▶ **SOURCE DOCUMENT**
──────

The Supreme Court faces a legitimacy crisis. Here’s what we can do about it.

Supreme Court building.
The Supreme Court building.
Drew Angerer/Getty Images

With the confirmation of Brett Kavanaugh to the Supreme Court, Republicans have succeeded in a decades-long effort to capture total control of the judicial branch. While they will surely celebrate this victory, the real loser in this partisan battle is not the other side — it’s the Supreme Court. And without radical reforms to save its legitimacy, the Court may never recover from its transformation into a nakedly partisan institution.

After more than 200 years, the Supreme Court still plays a crucial role in our constitutional democracy. It offers a check on the political process, and it holds Americans to our deepest commitments by upholding society’s laws. Indeed, with the Court as the highest arbiter of legal disputes in our country, the public’s trust that it isn’t just playing out partisan politics is inextricable from public confidence in the rule of law itself.

The Court has never been completely disconnected from politics, but the past several decades represent a dangerous swing in a deeply partisan direction. The increased polarization in society, the development of alternative schools of legal interpretation that line up with political leanings, and increased interest-group attention to the Supreme Court nomination process have combined to create a system in which the Court has become a political football.

──────

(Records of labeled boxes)
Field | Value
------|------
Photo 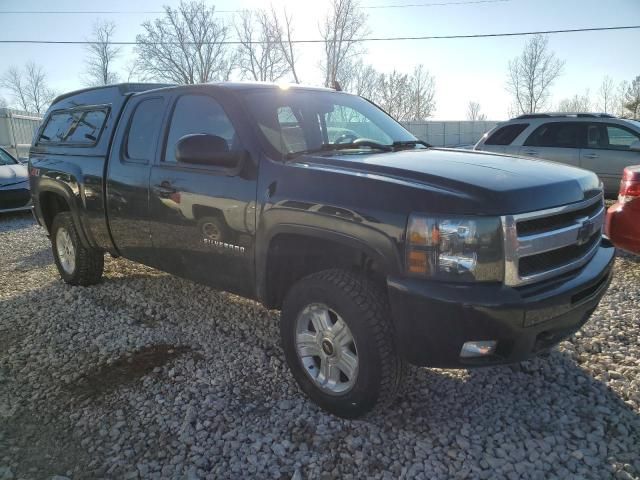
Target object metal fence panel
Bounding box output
[0,108,42,159]
[403,120,498,147]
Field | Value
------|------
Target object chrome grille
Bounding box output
[502,194,605,286]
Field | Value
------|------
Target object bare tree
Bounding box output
[342,59,380,100]
[374,65,435,122]
[86,20,121,86]
[467,101,487,122]
[136,1,233,84]
[25,62,56,113]
[598,75,616,113]
[235,10,290,82]
[558,90,591,113]
[273,9,300,83]
[615,80,629,118]
[377,70,411,122]
[320,0,367,87]
[507,35,564,114]
[624,75,640,120]
[409,65,436,120]
[1,62,56,113]
[1,67,30,111]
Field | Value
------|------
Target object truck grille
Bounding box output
[502,194,605,286]
[0,188,31,210]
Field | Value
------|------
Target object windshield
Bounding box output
[244,89,417,155]
[0,148,18,165]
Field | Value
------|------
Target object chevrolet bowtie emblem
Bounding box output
[577,219,595,245]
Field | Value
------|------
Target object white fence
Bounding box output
[402,120,498,147]
[0,108,42,159]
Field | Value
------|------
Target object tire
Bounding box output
[280,270,404,418]
[51,212,104,286]
[198,216,229,242]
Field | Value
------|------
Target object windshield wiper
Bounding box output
[391,140,433,148]
[287,140,393,160]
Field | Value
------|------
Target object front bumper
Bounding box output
[387,239,615,368]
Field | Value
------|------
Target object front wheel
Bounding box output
[280,270,404,418]
[51,212,104,286]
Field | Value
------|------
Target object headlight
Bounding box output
[406,214,504,282]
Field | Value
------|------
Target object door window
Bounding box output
[606,125,640,150]
[38,108,107,146]
[164,95,240,163]
[484,123,529,145]
[276,105,307,152]
[524,122,586,148]
[125,98,164,161]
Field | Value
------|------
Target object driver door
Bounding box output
[149,93,257,296]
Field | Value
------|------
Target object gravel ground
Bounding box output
[0,215,640,479]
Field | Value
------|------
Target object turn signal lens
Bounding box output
[406,215,504,281]
[460,340,497,358]
[409,251,429,274]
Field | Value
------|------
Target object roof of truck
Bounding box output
[51,82,175,105]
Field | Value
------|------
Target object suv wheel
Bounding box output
[51,212,104,286]
[280,270,404,418]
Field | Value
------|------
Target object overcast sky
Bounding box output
[0,0,640,120]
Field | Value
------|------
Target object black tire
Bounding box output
[51,212,104,286]
[198,216,230,242]
[280,269,405,418]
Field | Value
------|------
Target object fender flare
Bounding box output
[255,212,402,303]
[35,177,93,248]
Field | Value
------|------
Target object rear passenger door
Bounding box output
[519,122,587,167]
[580,122,640,197]
[106,95,167,266]
[150,92,257,296]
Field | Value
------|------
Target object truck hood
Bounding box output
[0,165,29,188]
[299,148,600,214]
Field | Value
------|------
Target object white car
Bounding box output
[0,148,31,213]
[474,113,640,197]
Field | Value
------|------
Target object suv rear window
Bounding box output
[524,122,587,148]
[484,123,529,145]
[38,107,108,147]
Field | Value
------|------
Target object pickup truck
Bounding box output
[29,83,615,418]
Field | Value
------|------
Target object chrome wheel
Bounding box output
[295,303,358,395]
[56,228,76,275]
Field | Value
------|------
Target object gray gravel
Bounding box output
[0,215,640,479]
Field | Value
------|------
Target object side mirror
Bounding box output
[176,133,243,168]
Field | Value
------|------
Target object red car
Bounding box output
[605,165,640,254]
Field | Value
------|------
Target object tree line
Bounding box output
[0,0,640,121]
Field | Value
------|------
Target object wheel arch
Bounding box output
[36,181,91,248]
[256,224,399,308]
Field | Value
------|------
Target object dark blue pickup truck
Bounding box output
[29,83,614,417]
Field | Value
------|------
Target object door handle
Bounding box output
[154,181,177,198]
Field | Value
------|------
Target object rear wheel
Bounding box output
[280,270,404,418]
[51,212,104,286]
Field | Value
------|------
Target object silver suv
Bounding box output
[474,113,640,197]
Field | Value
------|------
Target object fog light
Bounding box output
[460,340,497,358]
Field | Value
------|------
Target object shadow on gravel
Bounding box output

──────

▶ **WHAT IS REQUIRED**
Continue the article on the Supreme Court's legitimacy crisis, picking up after its final sentence.

▶ **RESPONSE BELOW**
The years-long process of tit-for-tat escalation by each side culminated in 2016, when Senate Majority Leader Mitch McConnell and his Republican colleagues blocked President Barack Obama’s nominee, Judge Merrick Garland, from even receiving a hearing solely because they wanted to hold open the seat for a potential Republican appointee — a gambit that paid off with the successful nomination of Neil Gorsuch.

But the crisis truly arrived this summer when Kavanaugh was nominated to replace Justice Anthony Kennedy — likely the last justice to frequently vote contrary to what his party affiliation might suggest in some high-profile cases. With his replacement by a more predictable ideological justice, the notion of the Court as an institution above the political fray seemed very much in jeopardy.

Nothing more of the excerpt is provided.